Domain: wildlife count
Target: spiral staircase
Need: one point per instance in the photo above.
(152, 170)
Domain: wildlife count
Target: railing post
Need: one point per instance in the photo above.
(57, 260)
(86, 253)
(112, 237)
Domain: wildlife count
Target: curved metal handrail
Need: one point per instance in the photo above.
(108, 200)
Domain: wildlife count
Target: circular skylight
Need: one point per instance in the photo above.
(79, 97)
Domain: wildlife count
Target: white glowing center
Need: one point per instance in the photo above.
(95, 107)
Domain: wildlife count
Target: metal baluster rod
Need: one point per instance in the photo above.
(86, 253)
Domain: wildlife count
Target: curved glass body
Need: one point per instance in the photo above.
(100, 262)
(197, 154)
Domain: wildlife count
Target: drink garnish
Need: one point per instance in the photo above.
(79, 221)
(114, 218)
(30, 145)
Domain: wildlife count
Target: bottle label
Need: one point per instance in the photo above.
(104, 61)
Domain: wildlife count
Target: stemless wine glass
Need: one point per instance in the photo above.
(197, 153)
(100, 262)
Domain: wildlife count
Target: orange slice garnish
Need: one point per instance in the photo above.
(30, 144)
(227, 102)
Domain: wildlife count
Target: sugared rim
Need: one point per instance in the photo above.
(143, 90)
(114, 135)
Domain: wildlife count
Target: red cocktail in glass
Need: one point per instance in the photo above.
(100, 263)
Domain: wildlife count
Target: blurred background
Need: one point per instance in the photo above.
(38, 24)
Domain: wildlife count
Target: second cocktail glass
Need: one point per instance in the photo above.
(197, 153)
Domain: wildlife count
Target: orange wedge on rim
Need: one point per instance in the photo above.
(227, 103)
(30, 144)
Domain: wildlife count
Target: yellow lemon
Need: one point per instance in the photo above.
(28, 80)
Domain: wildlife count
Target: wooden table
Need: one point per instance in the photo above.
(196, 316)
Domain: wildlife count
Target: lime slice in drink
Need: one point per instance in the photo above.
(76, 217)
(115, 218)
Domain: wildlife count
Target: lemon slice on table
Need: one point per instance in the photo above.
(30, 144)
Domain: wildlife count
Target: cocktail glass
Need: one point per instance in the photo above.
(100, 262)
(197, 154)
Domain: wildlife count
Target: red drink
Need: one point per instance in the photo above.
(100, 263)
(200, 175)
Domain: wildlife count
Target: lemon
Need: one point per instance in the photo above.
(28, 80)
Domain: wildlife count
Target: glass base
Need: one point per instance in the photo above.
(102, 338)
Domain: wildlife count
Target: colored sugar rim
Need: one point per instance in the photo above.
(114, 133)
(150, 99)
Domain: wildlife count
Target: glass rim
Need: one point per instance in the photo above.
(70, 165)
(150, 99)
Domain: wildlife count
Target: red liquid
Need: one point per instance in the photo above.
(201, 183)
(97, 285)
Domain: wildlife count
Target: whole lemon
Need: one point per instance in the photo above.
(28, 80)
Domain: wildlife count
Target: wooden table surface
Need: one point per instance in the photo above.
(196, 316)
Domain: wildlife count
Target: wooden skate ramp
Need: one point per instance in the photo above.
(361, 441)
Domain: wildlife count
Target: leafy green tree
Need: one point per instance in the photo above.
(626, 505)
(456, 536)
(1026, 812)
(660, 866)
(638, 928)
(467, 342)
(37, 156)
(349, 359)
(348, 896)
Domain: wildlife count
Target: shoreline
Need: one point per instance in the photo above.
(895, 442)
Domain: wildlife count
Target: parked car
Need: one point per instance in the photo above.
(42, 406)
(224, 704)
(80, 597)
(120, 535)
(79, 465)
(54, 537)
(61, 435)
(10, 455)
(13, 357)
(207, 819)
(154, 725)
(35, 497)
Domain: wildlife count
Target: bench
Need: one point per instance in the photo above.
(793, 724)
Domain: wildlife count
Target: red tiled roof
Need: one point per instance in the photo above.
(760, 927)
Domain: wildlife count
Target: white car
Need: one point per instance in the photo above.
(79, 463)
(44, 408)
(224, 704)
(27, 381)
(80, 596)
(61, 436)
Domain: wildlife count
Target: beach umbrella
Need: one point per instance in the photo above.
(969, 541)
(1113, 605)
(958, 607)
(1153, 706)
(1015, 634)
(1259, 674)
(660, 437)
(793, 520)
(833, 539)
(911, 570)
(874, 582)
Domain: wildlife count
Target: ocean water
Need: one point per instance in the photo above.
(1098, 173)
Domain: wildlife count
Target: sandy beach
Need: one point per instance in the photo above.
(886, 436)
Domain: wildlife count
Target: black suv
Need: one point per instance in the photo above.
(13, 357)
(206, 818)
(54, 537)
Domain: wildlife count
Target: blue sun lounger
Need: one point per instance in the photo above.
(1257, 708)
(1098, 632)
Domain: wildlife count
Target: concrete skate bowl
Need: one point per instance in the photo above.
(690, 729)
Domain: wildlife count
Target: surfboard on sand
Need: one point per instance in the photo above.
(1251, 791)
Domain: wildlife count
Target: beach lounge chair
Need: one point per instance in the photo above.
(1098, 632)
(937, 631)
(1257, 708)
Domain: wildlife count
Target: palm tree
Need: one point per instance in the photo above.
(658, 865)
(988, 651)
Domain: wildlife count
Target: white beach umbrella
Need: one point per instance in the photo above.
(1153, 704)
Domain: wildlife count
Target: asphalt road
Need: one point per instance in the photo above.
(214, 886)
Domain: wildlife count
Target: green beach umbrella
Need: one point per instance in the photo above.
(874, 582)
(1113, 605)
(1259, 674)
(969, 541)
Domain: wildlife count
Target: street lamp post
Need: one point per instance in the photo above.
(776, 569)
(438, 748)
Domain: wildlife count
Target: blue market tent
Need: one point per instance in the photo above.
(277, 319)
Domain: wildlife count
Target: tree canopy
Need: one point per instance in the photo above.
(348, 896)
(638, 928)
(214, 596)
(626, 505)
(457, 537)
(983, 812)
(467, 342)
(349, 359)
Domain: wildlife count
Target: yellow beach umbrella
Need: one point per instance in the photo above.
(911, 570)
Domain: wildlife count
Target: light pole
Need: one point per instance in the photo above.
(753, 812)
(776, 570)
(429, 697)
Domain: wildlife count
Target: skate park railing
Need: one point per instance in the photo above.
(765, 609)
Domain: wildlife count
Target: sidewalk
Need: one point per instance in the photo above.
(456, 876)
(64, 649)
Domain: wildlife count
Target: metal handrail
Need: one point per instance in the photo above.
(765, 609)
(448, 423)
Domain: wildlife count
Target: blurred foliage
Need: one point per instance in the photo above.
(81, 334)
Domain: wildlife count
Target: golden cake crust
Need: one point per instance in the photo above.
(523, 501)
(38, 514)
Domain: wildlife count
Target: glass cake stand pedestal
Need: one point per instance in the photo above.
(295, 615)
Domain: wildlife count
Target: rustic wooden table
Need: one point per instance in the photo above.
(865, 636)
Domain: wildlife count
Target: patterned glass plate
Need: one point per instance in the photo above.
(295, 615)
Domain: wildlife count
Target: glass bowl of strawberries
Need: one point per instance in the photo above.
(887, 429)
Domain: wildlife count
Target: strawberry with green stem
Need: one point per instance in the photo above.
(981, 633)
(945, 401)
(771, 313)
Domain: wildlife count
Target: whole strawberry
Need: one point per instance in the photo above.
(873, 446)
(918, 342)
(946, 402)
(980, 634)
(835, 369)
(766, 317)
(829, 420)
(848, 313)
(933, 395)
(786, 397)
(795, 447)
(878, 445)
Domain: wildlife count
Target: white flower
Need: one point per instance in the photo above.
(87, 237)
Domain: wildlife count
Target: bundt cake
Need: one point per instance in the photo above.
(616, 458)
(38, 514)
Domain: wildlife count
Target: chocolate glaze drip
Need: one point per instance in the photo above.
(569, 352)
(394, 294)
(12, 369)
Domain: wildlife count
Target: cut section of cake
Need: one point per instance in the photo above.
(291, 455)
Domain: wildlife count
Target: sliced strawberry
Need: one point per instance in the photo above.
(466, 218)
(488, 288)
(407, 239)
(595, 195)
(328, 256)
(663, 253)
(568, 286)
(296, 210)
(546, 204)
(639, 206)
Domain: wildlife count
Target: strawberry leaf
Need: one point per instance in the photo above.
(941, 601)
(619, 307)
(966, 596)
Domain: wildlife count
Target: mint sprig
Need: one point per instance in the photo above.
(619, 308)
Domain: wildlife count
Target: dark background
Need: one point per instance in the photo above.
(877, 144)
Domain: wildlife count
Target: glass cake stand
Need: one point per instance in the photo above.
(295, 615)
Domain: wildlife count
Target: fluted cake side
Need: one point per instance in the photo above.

The problem =>
Show every line of the material above that contains the word "garnish". Case counts.

Problem solution =>
Target: drink garnish
Target: orange slice garnish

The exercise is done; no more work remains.